Dataset excerpts on pointing to objects:

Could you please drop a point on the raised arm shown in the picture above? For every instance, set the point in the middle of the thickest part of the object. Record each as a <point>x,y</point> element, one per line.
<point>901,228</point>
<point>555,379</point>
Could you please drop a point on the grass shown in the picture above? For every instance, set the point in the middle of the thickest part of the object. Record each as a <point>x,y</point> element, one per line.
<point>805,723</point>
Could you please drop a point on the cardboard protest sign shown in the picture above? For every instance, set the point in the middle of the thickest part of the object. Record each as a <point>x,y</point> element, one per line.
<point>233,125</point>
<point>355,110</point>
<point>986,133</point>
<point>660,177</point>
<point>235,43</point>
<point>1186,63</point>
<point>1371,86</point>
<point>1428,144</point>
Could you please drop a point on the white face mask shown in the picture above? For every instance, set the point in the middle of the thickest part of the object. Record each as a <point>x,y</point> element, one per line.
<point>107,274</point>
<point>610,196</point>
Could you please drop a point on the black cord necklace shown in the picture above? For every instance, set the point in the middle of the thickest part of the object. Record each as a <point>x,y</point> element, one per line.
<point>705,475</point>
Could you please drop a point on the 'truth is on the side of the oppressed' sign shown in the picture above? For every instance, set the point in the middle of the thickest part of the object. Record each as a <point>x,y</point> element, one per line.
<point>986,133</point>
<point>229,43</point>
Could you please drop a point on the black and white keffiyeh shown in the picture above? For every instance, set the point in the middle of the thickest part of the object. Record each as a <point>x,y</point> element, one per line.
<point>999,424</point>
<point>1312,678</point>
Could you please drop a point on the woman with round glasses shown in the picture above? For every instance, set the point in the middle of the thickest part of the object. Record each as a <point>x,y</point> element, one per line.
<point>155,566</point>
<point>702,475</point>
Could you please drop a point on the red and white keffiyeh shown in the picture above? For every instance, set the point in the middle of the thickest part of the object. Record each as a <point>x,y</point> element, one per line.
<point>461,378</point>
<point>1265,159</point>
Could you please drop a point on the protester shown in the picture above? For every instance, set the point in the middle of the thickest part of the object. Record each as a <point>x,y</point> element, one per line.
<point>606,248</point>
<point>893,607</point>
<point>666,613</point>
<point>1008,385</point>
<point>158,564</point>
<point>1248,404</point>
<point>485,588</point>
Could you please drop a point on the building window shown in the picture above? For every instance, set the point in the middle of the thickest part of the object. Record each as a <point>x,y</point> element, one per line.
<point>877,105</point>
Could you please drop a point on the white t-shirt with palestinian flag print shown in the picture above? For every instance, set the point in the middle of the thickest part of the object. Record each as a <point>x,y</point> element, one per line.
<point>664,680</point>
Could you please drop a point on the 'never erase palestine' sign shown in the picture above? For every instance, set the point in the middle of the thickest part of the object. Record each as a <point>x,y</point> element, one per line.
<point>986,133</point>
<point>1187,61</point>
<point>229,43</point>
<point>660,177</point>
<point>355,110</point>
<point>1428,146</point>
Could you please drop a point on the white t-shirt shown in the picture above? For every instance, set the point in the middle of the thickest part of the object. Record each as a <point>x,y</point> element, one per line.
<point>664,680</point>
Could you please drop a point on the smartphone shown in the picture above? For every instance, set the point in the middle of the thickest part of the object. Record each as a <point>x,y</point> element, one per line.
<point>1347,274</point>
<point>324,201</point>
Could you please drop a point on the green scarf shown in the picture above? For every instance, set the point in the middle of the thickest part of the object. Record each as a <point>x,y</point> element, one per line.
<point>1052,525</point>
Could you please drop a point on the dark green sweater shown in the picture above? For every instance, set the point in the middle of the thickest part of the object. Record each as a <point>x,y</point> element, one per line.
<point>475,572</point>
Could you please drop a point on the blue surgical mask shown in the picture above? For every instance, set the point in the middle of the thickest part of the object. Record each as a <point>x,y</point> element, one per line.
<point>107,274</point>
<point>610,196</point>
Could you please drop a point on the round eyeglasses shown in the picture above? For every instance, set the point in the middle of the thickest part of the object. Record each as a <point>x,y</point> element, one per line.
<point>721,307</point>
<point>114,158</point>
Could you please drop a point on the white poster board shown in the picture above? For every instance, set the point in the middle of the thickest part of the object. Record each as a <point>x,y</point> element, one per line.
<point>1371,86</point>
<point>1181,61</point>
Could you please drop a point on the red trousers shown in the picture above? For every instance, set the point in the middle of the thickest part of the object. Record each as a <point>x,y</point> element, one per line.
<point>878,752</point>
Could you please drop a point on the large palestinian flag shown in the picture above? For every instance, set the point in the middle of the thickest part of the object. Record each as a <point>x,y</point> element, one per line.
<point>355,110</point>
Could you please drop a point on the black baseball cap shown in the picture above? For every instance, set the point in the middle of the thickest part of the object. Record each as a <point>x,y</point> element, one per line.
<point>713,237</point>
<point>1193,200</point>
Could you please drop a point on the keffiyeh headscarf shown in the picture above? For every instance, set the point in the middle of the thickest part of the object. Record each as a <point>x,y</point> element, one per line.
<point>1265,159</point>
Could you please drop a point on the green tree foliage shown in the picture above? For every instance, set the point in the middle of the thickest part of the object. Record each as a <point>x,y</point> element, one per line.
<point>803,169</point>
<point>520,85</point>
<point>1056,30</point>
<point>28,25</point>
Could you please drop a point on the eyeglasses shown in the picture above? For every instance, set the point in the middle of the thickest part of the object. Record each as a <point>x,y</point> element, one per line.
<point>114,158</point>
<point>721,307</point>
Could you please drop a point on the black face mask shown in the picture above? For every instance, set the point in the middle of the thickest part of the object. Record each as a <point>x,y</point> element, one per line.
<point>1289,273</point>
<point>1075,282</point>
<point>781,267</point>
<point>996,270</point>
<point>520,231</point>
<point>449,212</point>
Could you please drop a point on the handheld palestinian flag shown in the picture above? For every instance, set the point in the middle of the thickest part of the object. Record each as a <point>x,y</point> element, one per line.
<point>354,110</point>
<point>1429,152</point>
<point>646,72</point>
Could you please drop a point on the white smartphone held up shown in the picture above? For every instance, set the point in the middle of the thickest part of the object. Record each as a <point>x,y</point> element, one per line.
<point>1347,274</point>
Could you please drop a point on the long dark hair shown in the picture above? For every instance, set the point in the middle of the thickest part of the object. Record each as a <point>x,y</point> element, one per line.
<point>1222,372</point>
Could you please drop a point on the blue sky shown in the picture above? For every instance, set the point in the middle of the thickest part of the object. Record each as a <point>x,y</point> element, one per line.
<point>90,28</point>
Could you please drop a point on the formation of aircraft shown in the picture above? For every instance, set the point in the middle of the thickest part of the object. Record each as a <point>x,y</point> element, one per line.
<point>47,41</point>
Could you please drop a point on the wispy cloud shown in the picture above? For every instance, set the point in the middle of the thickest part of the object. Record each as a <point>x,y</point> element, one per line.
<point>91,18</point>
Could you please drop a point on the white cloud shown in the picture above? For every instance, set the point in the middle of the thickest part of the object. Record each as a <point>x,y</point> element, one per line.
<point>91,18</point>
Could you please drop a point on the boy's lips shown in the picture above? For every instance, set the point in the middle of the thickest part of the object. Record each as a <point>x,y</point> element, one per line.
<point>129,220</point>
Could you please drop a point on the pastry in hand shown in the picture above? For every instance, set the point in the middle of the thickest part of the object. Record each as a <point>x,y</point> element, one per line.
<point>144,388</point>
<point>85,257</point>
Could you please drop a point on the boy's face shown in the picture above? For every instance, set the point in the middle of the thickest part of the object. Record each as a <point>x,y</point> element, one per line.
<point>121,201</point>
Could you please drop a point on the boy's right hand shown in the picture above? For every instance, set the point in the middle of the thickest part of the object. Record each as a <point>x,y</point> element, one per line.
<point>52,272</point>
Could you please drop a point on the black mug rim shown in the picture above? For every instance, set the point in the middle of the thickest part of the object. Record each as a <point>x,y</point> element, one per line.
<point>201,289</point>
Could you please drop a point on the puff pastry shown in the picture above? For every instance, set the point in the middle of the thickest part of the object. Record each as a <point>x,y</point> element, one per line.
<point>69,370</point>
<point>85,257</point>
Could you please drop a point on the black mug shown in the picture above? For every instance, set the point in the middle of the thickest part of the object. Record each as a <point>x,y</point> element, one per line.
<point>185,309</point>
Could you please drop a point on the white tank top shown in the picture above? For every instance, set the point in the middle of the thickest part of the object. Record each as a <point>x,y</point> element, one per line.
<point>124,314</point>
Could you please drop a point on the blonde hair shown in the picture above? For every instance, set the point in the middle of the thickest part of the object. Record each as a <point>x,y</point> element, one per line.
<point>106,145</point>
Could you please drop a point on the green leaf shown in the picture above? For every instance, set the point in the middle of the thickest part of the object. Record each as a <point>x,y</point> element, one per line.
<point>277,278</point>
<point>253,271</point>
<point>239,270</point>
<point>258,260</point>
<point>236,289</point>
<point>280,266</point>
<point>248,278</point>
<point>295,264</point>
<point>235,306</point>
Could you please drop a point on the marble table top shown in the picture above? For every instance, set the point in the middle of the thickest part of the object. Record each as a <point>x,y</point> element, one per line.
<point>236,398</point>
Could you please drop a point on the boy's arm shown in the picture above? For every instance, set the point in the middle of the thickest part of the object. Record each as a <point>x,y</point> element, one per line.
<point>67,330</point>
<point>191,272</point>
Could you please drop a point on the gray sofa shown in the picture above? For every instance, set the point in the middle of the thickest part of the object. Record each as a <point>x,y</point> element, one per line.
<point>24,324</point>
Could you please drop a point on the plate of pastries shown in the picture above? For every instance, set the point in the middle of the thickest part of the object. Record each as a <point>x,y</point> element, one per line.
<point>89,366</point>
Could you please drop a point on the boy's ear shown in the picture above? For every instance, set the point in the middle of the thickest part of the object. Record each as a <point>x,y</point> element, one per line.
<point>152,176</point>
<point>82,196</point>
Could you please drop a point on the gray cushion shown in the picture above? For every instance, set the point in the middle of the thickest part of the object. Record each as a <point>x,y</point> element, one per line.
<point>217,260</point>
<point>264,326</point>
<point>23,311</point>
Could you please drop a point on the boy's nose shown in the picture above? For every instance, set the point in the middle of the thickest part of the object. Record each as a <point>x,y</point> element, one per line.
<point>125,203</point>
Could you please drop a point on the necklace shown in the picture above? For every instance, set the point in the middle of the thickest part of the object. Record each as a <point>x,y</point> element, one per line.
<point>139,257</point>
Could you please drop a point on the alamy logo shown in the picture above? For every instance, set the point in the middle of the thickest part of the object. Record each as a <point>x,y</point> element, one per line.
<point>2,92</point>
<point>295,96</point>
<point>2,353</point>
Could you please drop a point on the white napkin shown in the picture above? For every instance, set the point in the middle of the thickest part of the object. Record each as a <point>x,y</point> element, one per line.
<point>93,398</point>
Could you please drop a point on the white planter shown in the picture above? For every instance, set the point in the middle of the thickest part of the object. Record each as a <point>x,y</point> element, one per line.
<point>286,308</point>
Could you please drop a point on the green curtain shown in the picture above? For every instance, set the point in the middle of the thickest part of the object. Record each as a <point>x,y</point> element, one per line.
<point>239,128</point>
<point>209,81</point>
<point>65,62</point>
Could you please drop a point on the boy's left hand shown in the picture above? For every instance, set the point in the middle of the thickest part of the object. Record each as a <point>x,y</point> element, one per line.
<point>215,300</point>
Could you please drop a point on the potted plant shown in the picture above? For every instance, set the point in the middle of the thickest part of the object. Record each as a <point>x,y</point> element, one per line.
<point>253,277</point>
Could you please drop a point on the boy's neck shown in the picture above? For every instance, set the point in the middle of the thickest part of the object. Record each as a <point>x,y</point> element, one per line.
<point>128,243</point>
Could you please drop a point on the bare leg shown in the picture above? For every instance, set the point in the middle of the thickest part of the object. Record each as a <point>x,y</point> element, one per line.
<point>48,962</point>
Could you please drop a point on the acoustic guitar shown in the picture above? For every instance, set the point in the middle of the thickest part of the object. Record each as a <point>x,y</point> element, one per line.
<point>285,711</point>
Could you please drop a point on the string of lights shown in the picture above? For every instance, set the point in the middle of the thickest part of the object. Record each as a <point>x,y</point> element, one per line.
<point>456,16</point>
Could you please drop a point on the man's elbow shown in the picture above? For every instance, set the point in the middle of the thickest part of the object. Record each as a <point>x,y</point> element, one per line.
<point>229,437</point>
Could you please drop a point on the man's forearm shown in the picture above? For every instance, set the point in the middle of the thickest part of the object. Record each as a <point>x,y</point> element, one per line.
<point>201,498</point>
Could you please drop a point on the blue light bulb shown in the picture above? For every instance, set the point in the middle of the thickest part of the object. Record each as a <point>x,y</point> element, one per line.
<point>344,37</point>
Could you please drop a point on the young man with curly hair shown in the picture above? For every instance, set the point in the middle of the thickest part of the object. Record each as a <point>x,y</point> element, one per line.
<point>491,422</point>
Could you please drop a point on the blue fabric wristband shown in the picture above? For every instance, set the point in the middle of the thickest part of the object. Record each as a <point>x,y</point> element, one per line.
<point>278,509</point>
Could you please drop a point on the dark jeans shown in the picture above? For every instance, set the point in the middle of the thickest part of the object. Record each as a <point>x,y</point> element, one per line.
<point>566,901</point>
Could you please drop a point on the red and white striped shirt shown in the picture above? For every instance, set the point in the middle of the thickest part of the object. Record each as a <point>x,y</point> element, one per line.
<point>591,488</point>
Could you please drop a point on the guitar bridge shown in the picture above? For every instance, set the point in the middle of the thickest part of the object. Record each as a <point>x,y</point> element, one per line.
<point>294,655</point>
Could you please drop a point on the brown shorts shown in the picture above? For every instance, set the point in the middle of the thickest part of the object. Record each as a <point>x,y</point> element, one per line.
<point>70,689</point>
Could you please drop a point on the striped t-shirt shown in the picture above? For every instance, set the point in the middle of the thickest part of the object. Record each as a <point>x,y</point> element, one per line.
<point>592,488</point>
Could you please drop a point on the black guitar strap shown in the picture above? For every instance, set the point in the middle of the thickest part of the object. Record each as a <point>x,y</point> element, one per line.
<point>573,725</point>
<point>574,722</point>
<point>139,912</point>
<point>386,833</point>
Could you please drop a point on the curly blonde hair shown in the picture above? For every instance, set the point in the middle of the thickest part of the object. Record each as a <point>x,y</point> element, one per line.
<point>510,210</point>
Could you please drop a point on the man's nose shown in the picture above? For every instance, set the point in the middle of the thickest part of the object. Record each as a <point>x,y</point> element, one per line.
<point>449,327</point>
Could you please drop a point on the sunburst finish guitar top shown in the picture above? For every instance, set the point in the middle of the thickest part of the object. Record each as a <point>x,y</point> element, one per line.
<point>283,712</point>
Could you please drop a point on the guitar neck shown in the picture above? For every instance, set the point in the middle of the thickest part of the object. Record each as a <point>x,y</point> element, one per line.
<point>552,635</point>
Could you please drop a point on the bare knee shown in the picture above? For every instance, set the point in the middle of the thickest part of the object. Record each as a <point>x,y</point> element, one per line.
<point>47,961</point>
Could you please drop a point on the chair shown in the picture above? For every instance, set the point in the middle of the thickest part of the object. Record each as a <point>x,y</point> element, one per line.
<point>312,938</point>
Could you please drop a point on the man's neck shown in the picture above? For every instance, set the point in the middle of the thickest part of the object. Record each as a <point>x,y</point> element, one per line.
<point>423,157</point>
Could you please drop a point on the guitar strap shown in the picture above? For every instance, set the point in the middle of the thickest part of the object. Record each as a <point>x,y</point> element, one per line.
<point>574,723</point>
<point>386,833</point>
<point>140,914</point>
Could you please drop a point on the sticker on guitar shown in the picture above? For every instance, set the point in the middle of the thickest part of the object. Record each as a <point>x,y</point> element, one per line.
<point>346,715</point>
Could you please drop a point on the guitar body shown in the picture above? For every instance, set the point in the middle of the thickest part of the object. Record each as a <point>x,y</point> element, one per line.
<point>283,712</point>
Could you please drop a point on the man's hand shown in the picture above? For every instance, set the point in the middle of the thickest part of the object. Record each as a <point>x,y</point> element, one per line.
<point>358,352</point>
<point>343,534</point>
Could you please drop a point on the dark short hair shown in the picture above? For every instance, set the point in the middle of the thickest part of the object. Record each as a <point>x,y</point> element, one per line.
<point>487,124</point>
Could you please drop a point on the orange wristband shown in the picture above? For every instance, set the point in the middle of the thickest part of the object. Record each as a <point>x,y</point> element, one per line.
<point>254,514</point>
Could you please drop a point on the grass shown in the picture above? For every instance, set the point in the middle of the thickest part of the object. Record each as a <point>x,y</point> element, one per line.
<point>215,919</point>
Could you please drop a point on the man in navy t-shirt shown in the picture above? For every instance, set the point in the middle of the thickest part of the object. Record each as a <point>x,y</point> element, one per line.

REQUEST:
Render the material from its first line through the line containing "<point>901,228</point>", inclusive, as a Markdown table with the columns n and Line. Omit blank lines.

WRITTEN RESPONSE:
| n | Line |
|---|---|
| 1 | Could you please drop a point on the raised arm shown in the picture above? For every instance, set the point in the middle of the thickest part of the object. Record each as a <point>x,y</point> element, one per line. |
| 2 | <point>901,228</point> |